* WHAT YOU HAVE TO DO *
Reproduce everything from the line containing "Where can the cluster" down to the end of the records below, substituting "grass stem" for "grass stalk" and leaving all else unchanged.

* INFORMATION GIVEN *
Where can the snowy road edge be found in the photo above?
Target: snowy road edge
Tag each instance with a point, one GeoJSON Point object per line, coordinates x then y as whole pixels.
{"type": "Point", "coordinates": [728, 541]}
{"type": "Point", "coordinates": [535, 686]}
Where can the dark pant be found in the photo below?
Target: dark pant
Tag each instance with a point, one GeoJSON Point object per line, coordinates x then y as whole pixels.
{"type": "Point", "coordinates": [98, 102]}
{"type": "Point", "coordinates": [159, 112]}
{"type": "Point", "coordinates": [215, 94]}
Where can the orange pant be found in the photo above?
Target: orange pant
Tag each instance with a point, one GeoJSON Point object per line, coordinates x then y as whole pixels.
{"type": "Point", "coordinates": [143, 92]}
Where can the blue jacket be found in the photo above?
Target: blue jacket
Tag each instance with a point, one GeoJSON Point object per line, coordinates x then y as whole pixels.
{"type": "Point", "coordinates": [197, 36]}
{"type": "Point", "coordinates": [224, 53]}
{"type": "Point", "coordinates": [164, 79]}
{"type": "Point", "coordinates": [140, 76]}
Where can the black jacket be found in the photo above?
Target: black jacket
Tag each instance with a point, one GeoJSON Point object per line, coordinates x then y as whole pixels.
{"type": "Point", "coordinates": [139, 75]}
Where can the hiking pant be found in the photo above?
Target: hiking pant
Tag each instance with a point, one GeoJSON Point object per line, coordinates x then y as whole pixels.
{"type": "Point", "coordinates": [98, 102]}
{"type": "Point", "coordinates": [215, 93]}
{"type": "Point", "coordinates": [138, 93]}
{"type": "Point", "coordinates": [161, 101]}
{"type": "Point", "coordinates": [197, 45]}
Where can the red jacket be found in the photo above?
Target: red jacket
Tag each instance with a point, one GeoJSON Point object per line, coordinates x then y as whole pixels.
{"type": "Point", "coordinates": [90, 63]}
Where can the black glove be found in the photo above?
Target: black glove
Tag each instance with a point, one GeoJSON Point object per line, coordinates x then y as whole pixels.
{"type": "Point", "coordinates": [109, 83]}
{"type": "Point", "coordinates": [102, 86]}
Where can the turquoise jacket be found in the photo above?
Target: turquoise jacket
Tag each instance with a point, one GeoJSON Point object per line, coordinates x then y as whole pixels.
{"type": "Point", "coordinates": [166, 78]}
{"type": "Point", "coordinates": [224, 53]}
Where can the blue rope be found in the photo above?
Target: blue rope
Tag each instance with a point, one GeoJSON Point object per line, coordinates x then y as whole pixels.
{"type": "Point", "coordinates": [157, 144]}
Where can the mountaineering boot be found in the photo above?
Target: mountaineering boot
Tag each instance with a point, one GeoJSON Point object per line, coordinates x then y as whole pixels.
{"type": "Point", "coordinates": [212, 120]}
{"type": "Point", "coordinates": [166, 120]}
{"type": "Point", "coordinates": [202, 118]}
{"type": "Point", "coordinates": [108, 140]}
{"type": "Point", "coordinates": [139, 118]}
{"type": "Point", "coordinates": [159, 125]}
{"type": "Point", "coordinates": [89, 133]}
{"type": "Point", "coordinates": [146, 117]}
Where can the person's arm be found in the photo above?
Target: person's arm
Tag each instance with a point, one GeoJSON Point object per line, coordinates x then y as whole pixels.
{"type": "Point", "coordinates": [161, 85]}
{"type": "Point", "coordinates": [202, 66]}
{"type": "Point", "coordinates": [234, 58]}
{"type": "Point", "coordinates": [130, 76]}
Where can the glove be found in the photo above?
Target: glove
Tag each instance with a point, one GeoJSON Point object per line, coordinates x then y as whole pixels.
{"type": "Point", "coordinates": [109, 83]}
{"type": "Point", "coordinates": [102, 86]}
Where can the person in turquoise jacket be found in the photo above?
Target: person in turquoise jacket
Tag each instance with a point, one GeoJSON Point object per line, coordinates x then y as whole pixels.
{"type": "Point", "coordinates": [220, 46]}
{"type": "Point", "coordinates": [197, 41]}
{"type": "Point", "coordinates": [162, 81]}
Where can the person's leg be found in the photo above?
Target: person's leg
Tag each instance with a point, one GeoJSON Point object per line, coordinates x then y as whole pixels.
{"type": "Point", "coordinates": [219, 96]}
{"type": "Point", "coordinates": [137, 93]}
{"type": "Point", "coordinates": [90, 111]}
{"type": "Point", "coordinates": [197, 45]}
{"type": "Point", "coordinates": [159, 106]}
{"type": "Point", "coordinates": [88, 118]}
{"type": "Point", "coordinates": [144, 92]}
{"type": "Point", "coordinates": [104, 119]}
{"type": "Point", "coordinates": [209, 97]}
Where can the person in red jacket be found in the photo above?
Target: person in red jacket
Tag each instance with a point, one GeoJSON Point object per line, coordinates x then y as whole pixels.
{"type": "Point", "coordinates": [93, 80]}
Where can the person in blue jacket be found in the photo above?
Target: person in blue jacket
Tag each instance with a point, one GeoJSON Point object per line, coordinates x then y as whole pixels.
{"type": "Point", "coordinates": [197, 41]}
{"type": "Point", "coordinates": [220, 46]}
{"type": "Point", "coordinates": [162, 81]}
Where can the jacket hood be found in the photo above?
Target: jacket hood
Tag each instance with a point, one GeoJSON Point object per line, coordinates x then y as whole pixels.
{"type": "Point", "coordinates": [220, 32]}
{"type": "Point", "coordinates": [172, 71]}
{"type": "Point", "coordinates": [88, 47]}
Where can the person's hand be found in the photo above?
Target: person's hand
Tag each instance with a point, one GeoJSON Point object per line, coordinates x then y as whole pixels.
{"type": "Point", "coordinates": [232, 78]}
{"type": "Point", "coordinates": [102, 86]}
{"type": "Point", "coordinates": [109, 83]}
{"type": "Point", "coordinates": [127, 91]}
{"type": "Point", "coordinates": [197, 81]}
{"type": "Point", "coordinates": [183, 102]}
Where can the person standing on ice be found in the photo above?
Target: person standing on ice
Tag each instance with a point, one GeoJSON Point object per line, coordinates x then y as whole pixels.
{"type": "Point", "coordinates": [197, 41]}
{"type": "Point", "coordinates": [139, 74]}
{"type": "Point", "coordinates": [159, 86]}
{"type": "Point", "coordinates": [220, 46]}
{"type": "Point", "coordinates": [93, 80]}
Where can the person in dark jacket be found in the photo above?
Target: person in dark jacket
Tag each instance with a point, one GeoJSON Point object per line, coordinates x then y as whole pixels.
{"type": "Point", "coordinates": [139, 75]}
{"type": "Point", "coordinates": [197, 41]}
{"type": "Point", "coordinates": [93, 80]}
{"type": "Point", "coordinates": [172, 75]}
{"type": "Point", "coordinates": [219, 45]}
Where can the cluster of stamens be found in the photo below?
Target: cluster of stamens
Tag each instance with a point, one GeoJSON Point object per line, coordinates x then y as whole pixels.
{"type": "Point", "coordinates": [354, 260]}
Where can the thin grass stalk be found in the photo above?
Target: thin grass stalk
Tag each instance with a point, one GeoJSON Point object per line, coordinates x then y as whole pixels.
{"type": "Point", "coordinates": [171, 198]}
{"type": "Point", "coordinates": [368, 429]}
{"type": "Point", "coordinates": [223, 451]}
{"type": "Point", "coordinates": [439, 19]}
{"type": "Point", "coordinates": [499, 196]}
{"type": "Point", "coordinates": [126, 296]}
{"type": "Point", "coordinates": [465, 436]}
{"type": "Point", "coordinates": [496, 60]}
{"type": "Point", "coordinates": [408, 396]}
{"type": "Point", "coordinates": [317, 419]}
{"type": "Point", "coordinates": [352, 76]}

* COMPLETE OUTPUT *
Where can the cluster of stamens be found in the photo below?
Target: cluster of stamens
Tag each instance with a point, one GeoJSON Point object per line, coordinates x then y as whole pixels.
{"type": "Point", "coordinates": [354, 260]}
Where can the thin grass stem be found in the photo above?
Target: thin grass stem
Tag each instance with a point, one GeoJSON Point object per line, coordinates x then y as whole pixels.
{"type": "Point", "coordinates": [171, 198]}
{"type": "Point", "coordinates": [368, 429]}
{"type": "Point", "coordinates": [223, 451]}
{"type": "Point", "coordinates": [439, 19]}
{"type": "Point", "coordinates": [499, 196]}
{"type": "Point", "coordinates": [126, 296]}
{"type": "Point", "coordinates": [465, 436]}
{"type": "Point", "coordinates": [496, 60]}
{"type": "Point", "coordinates": [408, 396]}
{"type": "Point", "coordinates": [317, 419]}
{"type": "Point", "coordinates": [352, 76]}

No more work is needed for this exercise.